■ Document extract:

* * *

Here's the Sunday Star Times article about the cadaver pathologist's investigations: stuff.co.nz
<Doctors turn detectives in hunt for clues in Dunedin deaths 31 August 2003
Health experts are working around the clock to solve the mystery deaths of three people in Dunedin. Ruth Laugesen goes behind the scenes.
Dunedin pathologist Han-Seung Yoon had a sinking feeling last Sunday as he examined the lungs of the person who had died in strange circumstances a couple of days earlier.
"I was concerned. Oh, again!" said Dr Yoon, associate professor of pathology at Otago Medical School.
The post-mortem examination was uncannily similar to one Yoon had carried out just 11 days earlier.
The lungs were full of blood. Death had been savagely quick. Both patients were relatively young and in good health.
And there was no obvious clue to what had triggered the haemorrhage in the lungs that had killed the patient. There was no sign of the usual suspects - a blood clot, a burst large blood vessel, or of a disease of the blood vessels.
Now Yoon started wondering about a third autopsy involving bleeding in the lungs that he had carried out two days earlier. Perhaps that case wasn't as straightforward as it had seemed.
Last Monday, the word went out. In the world of pathology, this was two unusual deaths too many.
"Once is chance, two is coincidence and three is enemy action, or something like that," says professor John Blennerhassett of Otago Medical School, an expert in lung pathology who has been working with Yoon on the case.
"If it happens once you get very distressed or worried about missing something but you say, well these things happen. But if you get two cases or maybe three, it's just not acceptable to put it aside and say we don't know what the cause is," says Blennerhassett.
A medical detective case had begun. By last Monday the Dunedin medical officer of health, Dr John Holmes, was told of the strange cluster of cases. By Thursday night, the Health Ministry had decided to go public before word got out that three Dunedin people - Julie Millan, 46; Robyn Campbell, 56; Vincente Rawson, 39 - were dead from a mystery disease.
Since then, blood and tissue samples from the three victims have been going through exhaustive analysis at labs in New Zealand. Nothing has come back positive.
Among the samples being checked is one from Yoon himself, after he was splashed in the face with body fluid during one of the post-mortem examinations. He then came down with the flu, which he is now recovering from. [Editor {me} - so, there's another 'flu' case among the staff].
Samples have also been sent to world experts in infectious illnesses, the Centres for Disease Control in the United States.
Blennerhassett says their first thought was of some sort of a toxin all three victims might have been exposed to, such as an anti-coagulant like rat poison. But that had so far been excluded from tests.
The other leading possibility was haemoerraghic fevers, deadly viruses such as Ebola or the Hanta virus. But these viruses are not known in New Zealand and testing has shown no trace of any obvious viral agents at work.
University of Otago staff have begun exhaustive questioning of the next of kin of the two women, Robyn Campbell and Julie Millan, and one man, Vincente Rawson, who died.
The victims lived between 4 and 7km apart but did not know each other.

* * *

[Saved entries]
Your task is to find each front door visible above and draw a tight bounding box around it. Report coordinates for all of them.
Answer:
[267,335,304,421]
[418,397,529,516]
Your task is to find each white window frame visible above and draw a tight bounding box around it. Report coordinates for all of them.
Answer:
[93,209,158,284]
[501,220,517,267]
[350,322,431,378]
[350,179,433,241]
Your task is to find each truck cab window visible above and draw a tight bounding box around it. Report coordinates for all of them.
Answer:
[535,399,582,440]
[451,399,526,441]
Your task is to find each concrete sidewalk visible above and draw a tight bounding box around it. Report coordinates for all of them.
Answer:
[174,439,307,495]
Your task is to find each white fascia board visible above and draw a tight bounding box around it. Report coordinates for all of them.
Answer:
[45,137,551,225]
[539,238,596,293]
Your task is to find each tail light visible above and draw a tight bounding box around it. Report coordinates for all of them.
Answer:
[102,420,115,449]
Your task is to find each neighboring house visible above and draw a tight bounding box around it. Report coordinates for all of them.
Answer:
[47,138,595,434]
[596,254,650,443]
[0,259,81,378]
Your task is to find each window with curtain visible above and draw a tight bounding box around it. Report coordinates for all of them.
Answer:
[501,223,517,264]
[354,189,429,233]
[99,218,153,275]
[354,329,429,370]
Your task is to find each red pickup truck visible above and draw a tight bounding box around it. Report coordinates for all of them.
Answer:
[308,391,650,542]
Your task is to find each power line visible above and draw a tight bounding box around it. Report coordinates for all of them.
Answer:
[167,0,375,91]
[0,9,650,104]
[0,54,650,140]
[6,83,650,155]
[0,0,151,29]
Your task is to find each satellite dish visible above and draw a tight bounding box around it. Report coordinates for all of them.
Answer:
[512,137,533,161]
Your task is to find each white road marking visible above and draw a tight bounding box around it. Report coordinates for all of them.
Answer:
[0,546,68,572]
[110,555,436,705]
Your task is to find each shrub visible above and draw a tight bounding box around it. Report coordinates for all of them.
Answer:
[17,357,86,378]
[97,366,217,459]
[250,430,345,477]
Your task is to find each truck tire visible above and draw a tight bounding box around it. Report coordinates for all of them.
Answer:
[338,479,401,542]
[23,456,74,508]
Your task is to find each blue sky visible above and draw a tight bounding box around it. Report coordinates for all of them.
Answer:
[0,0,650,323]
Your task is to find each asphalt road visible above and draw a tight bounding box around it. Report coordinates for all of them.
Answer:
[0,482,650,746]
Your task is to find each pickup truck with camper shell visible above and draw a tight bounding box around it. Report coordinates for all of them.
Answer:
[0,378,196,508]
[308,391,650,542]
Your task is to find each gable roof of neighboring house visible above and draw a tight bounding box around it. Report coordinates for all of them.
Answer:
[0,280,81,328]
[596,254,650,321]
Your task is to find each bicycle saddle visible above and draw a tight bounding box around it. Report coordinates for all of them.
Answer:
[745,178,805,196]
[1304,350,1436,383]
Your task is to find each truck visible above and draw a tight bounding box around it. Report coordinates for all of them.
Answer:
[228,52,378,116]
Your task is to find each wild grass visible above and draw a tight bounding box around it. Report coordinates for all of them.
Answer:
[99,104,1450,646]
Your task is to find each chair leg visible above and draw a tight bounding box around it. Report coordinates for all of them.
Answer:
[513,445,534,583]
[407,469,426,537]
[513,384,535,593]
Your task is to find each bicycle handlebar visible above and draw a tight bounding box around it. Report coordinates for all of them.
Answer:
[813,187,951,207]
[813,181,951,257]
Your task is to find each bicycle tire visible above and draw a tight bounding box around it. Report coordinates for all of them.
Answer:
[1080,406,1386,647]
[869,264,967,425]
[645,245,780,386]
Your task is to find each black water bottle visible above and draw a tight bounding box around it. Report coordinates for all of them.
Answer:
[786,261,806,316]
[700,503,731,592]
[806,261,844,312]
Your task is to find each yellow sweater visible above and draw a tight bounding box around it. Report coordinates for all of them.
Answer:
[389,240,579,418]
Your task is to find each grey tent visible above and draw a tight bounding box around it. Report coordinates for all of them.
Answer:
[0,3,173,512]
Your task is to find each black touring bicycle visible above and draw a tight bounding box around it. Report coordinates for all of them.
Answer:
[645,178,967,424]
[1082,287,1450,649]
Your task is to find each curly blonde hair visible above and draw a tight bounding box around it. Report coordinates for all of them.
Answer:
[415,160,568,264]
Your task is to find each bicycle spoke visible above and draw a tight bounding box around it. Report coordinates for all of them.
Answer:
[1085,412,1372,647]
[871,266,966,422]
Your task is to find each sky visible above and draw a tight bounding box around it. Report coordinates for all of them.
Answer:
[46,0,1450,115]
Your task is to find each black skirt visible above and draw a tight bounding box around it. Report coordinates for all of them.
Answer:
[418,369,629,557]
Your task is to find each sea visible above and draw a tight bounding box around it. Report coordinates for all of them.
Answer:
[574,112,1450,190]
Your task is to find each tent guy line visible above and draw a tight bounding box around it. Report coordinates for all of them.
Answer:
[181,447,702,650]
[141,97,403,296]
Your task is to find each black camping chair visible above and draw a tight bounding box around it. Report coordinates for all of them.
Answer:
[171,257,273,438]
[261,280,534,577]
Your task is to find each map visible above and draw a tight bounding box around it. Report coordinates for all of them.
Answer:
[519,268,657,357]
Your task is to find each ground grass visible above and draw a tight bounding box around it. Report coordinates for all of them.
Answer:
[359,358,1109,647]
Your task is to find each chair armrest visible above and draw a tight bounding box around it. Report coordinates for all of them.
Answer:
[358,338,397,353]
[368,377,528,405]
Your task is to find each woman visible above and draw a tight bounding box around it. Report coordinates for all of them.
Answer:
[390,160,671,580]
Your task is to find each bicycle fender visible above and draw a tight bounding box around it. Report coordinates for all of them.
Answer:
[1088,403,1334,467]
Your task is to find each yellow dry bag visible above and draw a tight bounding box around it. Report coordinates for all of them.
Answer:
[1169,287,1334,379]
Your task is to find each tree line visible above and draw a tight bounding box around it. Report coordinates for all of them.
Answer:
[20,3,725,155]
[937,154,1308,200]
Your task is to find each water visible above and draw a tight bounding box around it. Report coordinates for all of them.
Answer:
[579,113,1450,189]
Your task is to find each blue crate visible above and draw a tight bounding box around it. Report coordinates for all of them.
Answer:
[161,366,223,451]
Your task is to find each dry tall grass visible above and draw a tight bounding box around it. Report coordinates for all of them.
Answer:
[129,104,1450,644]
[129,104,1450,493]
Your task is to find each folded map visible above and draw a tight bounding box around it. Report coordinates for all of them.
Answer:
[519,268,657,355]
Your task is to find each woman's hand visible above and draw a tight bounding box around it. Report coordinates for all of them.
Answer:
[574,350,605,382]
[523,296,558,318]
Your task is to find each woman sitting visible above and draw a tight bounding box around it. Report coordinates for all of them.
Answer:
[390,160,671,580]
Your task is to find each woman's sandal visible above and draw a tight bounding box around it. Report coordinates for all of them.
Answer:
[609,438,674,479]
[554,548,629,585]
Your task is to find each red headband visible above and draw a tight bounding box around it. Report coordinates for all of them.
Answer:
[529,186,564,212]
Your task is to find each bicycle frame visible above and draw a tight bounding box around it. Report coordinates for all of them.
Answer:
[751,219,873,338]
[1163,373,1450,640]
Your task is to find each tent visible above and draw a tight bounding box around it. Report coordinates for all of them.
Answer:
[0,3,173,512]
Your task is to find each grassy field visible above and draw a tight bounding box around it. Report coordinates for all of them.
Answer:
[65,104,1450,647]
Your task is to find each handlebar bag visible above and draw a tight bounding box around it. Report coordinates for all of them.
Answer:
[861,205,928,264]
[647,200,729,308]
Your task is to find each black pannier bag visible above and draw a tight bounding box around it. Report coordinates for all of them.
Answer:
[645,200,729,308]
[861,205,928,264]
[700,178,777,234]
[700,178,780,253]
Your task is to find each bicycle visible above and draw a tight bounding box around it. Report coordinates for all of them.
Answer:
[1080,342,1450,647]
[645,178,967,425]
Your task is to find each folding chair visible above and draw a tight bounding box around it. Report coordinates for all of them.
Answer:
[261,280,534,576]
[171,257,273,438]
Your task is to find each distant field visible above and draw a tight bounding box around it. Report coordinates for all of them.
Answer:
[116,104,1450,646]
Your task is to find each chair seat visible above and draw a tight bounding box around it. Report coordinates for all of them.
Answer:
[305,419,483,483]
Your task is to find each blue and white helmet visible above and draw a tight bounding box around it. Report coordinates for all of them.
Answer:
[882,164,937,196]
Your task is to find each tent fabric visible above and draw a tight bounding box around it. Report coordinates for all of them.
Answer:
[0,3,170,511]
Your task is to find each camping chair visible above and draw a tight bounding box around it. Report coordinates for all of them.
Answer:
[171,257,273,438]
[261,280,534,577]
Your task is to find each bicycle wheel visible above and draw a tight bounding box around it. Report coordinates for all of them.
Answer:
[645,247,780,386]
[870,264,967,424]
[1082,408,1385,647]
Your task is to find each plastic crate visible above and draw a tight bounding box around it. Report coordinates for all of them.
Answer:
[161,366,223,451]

* * *

■ Requirement:
Return the part of the Dunedin deaths article that runs from "Blennerhassett says their" up to and including "Rawson, who died.", copied word for word.

■ Your response:
Blennerhassett says their first thought was of some sort of a toxin all three victims might have been exposed to, such as an anti-coagulant like rat poison. But that had so far been excluded from tests.
The other leading possibility was haemoerraghic fevers, deadly viruses such as Ebola or the Hanta virus. But these viruses are not known in New Zealand and testing has shown no trace of any obvious viral agents at work.
University of Otago staff have begun exhaustive questioning of the next of kin of the two women, Robyn Campbell and Julie Millan, and one man, Vincente Rawson, who died.